[EXTRAIT]:
• • •

Les cautions politiques et intellectuelles de la rébellion, à l’époque, faisaient de la situation économique difficile du pays, des arriérés de salaires, pensions et bourses leurs fonds de commerce. Le président Patassé est alors renversé le 15 mars 2003. Où est-ce qu’on en est dans le pays depuis lors ? Tous ceux qui combattaient le régime renversé sont aux affaires dans le pays c’est-à-dire « aux pieds du mur » depuis un an déjà ; on se rend compte que ces marchands de rêve n’ont pas fait mieux que le régime qu’ils avaient, bec et ongles, combattu et renversé. L’avenir du pays reste obscur. Pire, il faut reconstruire les infrastructures (le tissu économique déjà précaire) détruites. Mais comment ? Avec quels moyens (argent) ? Il faut demander à la communauté internationale (autrement dit de l’argent des contribuables d’autres pays) de nous reconstruire ce que nous avons nous-mêmes, par irresponsabilité et inconscience, détruit ? Les partenaires de notre pays ne trouveront, certainement, pas cela sérieux.

En Haïti

Comme leurs confrères centrafricains, des hommes politiques et intellectuels haïtiens, ont trouvé exile en France où ces dernières semaines, ils sont omniprésents sur les plateaux de télés françaises, à la radio, dans les colonnes des journaux où ils manifestent leur sympathie pour ne pas dire leur soutien (comme les hommes politiques et intellectuels centrafricains, il y a un an) à la rébellion de Guy Philippe, des tristement célèbres Gonaïves qui se comportent ou se sont comportés comme la rébellion centrafricaine, il y a un an en détruisant, saccageant, incendiant des bâtiments administratifs (les commissariats) sur leur passage. Ils ont obtenu, ce faisant, le départ de Jean-Bertrand Aristide, ce dimanche 29 février 2004. Quelle sera la suite des évènements ? Les hommes politiques et intellectuels haïtiens s’empressent à dire que c’est un soulagement, un nouveau départ pour le Haïti. C’était ce genre discours qu’on avait entendu au lendemain du 15 mars 2003, en ce qui concerne la Centrafrique et les Centrafricains n’ont, en ce moment, que leurs yeux pour pleurer. Le départ de Aristide changera t-il la situation (principalement économique, la soif du pouvoir des uns et autres) en ce qui concerne le Haïti ? Je le souhaite vivement pour nos sœurs et frères Haïtiens mais je crains que la réponse à cette question soit négative. Car cela fait déjà deux siècles que les hommes (présidents, empereurs) s’en vont mais l’histoire se répète en Haïti au point que ça se dit, ces derniers jours-ci, dans le milieu journalistique américain que « le Haïti ne peut connaître la stabilité que sous une dictature totale ou une occupation étrangère » ; une manière de dire, comme Jacques Chirac il y a quelques années, que les Noirs (Africains !!) ne sont pas faits (ou près) pour la démocratie.

• • •

[CONTENU DES DONNÉES]:
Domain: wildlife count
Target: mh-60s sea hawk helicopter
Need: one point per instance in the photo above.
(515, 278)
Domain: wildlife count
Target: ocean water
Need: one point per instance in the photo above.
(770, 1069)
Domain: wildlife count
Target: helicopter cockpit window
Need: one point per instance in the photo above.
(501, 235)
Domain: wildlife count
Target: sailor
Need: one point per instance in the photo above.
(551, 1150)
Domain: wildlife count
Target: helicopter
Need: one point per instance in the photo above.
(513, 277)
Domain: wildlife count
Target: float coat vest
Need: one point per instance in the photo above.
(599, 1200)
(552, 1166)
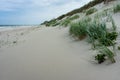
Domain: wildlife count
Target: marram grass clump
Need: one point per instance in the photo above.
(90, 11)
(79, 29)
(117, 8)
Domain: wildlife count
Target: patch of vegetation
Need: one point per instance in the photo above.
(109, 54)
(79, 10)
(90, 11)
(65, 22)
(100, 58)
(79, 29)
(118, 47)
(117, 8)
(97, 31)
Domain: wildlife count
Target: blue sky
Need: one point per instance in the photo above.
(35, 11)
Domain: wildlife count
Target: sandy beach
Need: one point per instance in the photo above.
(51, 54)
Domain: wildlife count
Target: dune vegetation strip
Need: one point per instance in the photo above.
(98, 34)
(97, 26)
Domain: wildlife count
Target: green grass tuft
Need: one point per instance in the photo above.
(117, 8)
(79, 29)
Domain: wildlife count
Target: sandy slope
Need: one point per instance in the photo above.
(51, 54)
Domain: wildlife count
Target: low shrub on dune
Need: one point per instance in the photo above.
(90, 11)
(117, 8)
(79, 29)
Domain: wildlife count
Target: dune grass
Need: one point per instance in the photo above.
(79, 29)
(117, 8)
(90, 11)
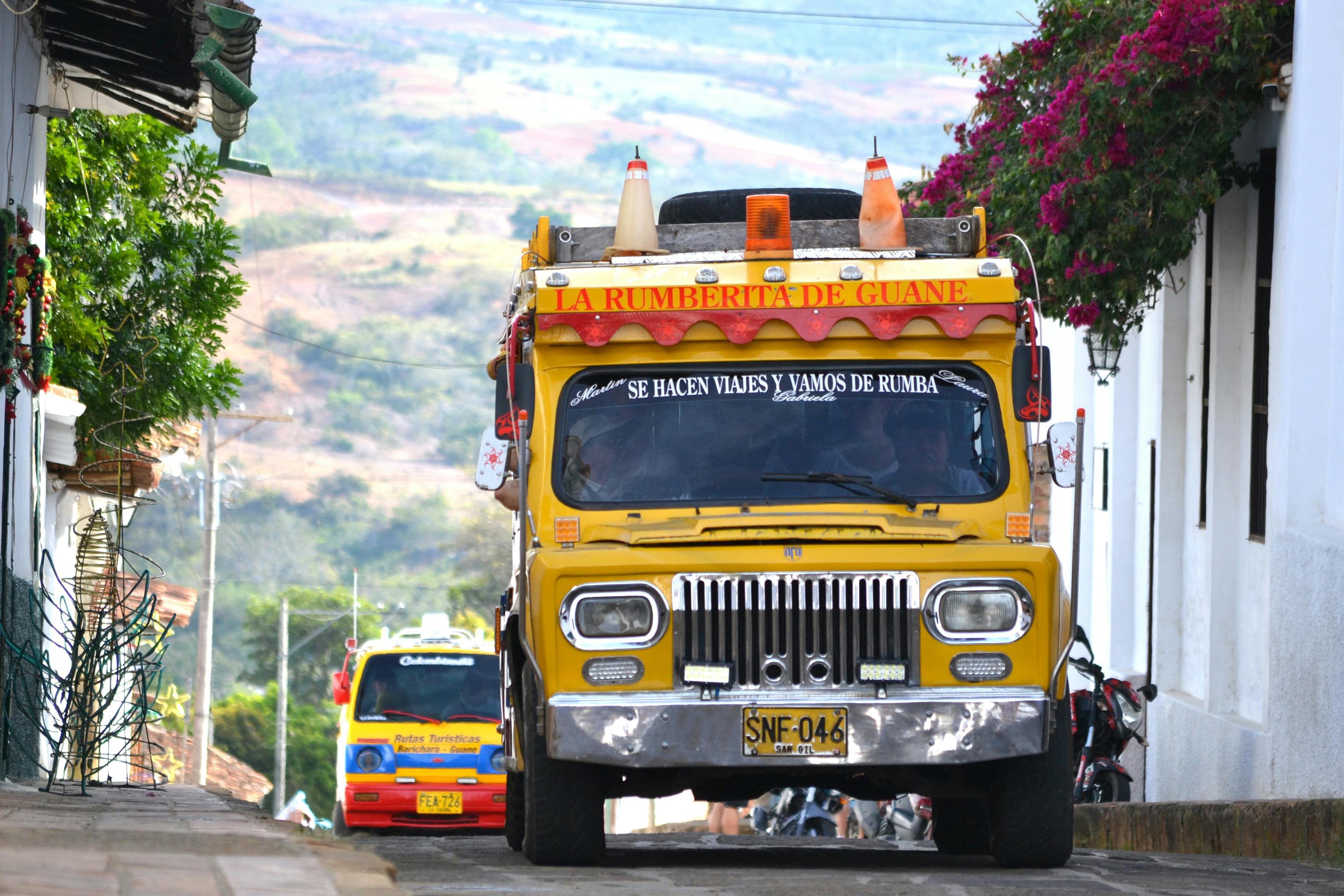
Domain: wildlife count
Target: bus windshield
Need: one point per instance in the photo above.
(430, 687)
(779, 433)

• • •

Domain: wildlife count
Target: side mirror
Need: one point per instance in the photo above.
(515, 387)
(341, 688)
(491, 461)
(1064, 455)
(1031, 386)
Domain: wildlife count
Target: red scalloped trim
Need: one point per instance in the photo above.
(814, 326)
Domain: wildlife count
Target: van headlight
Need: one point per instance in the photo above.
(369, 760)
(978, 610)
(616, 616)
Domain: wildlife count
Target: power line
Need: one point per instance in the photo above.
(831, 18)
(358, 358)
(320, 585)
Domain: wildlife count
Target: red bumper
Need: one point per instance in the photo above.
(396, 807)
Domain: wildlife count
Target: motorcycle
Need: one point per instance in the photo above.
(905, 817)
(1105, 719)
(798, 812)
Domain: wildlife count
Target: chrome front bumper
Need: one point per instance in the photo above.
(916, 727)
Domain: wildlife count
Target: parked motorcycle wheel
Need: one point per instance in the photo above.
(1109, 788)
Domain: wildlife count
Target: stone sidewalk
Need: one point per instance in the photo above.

• • •

[QUESTIONS]:
1. Dites si chacune des affirmations suivantes concorde avec l'extrait, en répondant par oui ou non et en citant mot pour mot les termes de l'extrait qui tranchent la question. (a) Le président Patassé a été renversé le 15 mars 2003. (b) Jean-Bertrand Aristide est parti un samedi. (c) Les hommes politiques et intellectuels haïtiens ont trouvé exil au Canada.
2. Traduisez en anglais cette phrase de l'extrait : « Les partenaires de notre pays ne trouveront, certainement, pas cela sérieux. »

[RÉPONSES NUMÉROTÉES]:
1.
(a) Oui : « Le président Patassé est alors renversé le 15 mars 2003. »
(b) Non : « le départ de Jean-Bertrand Aristide, ce dimanche 29 février 2004 »
(c) Non : « ont trouvé exile en France »

2. Our country's partners will certainly not find that serious.